- WHAT YOU HAVE TO DO -
Return, unchanged, every line of the data from the one containing "is white canopy" down to the one containing "[178,54,185,69]", including both of those lines.

Saved entries:
**********
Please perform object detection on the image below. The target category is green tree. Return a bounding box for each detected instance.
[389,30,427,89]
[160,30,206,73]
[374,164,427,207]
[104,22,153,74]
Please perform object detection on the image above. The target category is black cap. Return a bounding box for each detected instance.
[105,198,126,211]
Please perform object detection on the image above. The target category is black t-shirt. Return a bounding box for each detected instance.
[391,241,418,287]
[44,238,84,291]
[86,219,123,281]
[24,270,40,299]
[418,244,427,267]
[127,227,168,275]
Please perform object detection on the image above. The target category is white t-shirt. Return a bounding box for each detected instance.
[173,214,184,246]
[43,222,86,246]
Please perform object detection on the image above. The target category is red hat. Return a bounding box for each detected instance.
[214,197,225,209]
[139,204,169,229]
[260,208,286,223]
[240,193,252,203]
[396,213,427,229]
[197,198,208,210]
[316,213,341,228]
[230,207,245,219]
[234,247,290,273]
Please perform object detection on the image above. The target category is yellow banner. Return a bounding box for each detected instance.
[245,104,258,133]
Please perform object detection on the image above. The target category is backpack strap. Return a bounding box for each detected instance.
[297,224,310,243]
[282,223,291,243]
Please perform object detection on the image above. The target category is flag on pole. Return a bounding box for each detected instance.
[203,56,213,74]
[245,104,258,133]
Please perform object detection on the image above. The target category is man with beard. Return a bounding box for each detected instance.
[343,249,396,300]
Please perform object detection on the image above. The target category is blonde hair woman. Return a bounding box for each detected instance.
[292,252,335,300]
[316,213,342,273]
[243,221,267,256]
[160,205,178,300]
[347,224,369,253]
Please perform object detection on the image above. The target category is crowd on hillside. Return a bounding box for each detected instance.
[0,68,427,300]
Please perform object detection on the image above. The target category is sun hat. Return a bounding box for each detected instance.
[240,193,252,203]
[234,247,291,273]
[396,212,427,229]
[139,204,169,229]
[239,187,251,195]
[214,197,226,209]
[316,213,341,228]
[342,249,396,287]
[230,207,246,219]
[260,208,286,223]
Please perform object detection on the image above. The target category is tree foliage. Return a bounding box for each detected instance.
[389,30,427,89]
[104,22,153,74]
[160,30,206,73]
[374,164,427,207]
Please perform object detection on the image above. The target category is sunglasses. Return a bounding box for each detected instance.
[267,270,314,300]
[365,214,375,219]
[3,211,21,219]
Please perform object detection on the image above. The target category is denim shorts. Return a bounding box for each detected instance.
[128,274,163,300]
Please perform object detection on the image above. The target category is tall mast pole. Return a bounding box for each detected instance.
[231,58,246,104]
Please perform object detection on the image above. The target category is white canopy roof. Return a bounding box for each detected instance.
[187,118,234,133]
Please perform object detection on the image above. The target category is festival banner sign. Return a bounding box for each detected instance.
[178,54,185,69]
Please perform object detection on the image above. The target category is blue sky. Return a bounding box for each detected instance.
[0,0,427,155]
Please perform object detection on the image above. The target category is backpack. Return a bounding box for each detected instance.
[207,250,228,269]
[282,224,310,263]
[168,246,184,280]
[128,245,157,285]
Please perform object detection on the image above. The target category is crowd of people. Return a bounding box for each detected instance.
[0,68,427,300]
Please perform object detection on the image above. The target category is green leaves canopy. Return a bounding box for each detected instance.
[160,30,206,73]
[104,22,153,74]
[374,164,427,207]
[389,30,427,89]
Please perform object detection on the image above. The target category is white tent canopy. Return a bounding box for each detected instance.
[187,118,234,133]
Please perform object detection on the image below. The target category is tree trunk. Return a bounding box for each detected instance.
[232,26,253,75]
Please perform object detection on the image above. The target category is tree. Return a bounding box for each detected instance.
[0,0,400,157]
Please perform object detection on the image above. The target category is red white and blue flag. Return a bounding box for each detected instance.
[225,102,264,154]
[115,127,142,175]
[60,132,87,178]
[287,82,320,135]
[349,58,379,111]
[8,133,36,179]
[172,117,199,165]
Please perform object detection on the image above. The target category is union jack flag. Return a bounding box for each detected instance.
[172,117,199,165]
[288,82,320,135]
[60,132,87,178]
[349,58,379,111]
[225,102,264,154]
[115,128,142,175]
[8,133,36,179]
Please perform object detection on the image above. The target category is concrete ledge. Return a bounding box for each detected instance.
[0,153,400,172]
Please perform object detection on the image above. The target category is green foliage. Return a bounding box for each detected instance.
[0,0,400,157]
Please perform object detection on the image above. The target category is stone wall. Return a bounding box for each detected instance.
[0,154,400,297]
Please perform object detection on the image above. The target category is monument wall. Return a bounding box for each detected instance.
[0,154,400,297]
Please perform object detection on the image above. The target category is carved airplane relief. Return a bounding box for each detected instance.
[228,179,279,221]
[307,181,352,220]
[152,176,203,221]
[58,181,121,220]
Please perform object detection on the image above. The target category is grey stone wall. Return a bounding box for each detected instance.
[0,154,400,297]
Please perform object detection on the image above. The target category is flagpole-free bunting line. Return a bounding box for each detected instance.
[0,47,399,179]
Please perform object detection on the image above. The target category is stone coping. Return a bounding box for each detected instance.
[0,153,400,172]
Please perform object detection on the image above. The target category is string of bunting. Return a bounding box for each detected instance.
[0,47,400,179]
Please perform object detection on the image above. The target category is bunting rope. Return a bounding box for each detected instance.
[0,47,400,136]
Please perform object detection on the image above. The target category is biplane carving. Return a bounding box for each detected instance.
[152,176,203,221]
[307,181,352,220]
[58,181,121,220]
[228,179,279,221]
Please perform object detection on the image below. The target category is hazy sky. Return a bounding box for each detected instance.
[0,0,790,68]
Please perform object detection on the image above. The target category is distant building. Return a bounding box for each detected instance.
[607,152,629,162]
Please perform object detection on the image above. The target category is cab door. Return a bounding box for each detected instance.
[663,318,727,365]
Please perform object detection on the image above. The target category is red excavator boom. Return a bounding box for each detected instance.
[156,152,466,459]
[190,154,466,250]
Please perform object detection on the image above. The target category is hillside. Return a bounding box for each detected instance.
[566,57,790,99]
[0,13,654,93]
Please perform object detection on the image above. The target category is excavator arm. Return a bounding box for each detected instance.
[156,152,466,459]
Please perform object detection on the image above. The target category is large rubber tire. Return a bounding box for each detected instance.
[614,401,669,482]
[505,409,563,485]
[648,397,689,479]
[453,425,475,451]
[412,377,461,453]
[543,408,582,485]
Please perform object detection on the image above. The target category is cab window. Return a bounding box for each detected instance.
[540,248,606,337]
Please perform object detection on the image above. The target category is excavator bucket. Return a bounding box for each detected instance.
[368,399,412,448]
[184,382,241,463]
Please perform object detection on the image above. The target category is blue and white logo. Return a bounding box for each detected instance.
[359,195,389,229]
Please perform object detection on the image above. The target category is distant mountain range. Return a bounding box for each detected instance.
**********
- THE ANSWER -
Please perform object detection on the image above. The target category is white canopy roof. Return a bounding box for each detected instance.
[187,118,234,133]
Please perform object detection on the image above. The target category is festival banner sign. Return a bounding box for each detected instance.
[178,54,185,69]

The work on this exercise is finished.